# Texto de leitura
-----

Marcelo Alves da Silva2

1. Introdução

A consolidação da participação dos imigrantes no mercado de trabalho coloca em pauta relevantes questionamentos acerca das desigualdades percebidas em relação aos imigrantes em distintas esferas das relações sociais, aparecendo de maneira expressiva nas relações laborais. As assimetrias referem-se a diferenças no acesso, permanência e ascensão profissional de trabalhadores imigrantes. Ainda que se tenha uma grande quantidade de direitos declarados nos mais diversos ordenamentos jurídicos, se encontram grupos que são privados de direitos essenciais próprios da condição humana.

O presente texto irá analisar a relação existente entre trabalhadores irregulares ou indocumentados e alguns instrumentos jurídicos internacionais de proteção a esses trabalhadores imigrantes. Verificará os direitos de cidadania e a questão desses imigrantes ilegais que atravessam fronteiras e adentram no mercado de trabalho na informalidade, sendo que esta permanência acaba por privar o imigrante do acesso a direitos fundamentais, já que aqueles que atravessam as fronteiras e ingressam no mercado de trabalho de maneira informal, são submetidos a condições de trabalho irregulares. Será demonstrado como a permanência irregular no país de destino impede o exercício mínimo dos direitos sociais fundamentais.

-----

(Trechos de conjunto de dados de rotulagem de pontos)
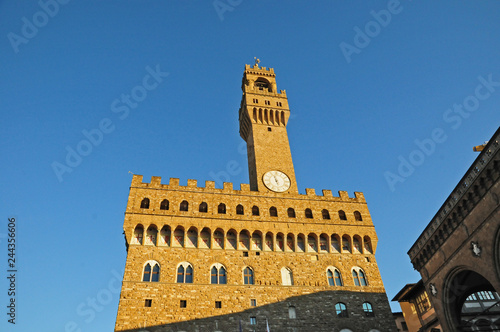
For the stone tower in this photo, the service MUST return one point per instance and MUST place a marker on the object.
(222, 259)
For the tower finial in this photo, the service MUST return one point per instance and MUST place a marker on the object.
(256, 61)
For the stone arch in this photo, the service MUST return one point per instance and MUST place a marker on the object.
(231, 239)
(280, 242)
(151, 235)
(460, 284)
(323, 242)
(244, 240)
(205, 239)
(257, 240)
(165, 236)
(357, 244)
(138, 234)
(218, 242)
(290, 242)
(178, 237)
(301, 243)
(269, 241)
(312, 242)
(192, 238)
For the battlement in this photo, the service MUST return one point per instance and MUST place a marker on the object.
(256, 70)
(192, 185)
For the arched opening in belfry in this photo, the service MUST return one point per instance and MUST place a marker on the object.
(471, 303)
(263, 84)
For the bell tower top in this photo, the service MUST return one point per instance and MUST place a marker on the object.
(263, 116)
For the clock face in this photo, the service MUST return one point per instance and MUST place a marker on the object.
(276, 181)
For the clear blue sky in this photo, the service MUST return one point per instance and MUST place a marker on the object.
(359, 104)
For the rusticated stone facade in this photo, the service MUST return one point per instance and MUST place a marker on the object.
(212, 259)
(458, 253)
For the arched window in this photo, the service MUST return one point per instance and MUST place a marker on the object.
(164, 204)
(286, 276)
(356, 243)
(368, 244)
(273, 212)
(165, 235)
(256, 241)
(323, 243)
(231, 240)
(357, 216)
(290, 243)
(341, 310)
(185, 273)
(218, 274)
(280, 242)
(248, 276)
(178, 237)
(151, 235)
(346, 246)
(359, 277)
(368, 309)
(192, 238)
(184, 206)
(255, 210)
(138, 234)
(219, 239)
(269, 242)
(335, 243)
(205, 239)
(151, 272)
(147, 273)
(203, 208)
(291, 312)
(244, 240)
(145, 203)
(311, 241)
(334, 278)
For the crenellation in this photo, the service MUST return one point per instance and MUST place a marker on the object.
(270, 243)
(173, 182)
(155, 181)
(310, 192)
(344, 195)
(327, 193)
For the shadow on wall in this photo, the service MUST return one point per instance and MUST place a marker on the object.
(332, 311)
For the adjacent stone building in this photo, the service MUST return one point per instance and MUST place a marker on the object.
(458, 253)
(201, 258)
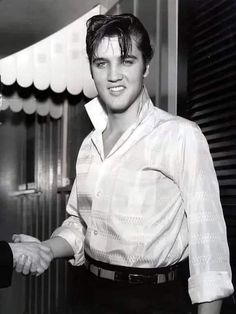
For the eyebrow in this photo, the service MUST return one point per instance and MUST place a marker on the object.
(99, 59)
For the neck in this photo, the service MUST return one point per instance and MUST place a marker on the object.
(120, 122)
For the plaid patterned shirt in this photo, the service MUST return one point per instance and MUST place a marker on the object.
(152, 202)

-----

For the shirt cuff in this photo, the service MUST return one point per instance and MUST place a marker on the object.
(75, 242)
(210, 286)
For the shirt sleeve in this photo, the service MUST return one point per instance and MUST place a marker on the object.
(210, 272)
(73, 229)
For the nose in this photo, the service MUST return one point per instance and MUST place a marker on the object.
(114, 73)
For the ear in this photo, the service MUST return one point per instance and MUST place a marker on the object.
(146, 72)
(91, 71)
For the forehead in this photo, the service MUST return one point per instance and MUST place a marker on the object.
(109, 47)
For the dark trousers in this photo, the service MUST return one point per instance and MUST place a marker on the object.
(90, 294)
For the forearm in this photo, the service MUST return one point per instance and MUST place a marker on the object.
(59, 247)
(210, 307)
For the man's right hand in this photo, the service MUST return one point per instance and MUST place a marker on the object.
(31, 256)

-----

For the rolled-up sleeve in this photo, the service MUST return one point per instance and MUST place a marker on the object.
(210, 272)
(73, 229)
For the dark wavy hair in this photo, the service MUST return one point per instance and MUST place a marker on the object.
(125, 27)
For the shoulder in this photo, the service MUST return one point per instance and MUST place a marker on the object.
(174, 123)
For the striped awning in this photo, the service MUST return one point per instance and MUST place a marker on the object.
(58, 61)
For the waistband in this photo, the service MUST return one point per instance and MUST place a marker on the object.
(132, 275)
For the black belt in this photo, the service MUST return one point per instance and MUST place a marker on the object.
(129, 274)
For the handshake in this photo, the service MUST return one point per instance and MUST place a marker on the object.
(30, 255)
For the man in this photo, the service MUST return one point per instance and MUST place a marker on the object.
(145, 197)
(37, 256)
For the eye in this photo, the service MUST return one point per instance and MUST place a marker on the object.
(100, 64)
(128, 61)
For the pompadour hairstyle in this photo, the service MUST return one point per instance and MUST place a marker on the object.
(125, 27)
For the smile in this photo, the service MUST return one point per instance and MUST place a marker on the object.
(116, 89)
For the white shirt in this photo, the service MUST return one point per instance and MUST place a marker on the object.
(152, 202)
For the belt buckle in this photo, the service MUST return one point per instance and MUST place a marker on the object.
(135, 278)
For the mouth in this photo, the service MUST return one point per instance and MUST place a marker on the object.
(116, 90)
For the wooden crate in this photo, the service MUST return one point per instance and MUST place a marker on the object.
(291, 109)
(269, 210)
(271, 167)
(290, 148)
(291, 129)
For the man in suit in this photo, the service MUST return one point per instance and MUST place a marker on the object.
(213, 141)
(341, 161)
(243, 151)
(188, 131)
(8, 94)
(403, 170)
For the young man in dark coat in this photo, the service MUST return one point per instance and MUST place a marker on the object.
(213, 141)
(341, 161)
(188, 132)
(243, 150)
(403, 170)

-----

# Exercício escrito 1
Responda com base no texto sobre trabalhadores imigrantes:
(a) A que se referem as assimetrias mencionadas?
(b) Qual relação o texto se propõe a analisar?
(c) O que a permanência irregular no país de destino impede?
# Exercício escrito 2
Dê continuidade ao texto sobre trabalhadores imigrantes, partindo da última frase apresentada.

# Resposta escrita 1
(a) Referem-se a diferenças no acesso, na permanência e na ascensão profissional de trabalhadores imigrantes.
(b) A relação entre trabalhadores irregulares ou indocumentados e alguns instrumentos jurídicos internacionais de proteção a esses trabalhadores imigrantes.
(c) Impede o exercício mínimo dos direitos sociais fundamentais.

# Resposta escrita 2
Esta questão de uma maior mobilidade segundo Mandalozzo, Campagnoli e Kaniak3, foi influenciada nas últimas décadas do século XX por fortes questões económicas, sociais, políticas e culturais, trazidas pelo fenómeno denominado globalização. Essas transformações acarretaram impactos importantes sobre o mercado de trabalho; para Saladini4 "o respeito à dignidade do trabalhador, seja qual for sua origem nacional ou o lugar em que põe à disposição sua prestação de serviço, é algo que pode contribuir efetivamente para que este processo de globalização seja fundado mais no ser humano que no capital".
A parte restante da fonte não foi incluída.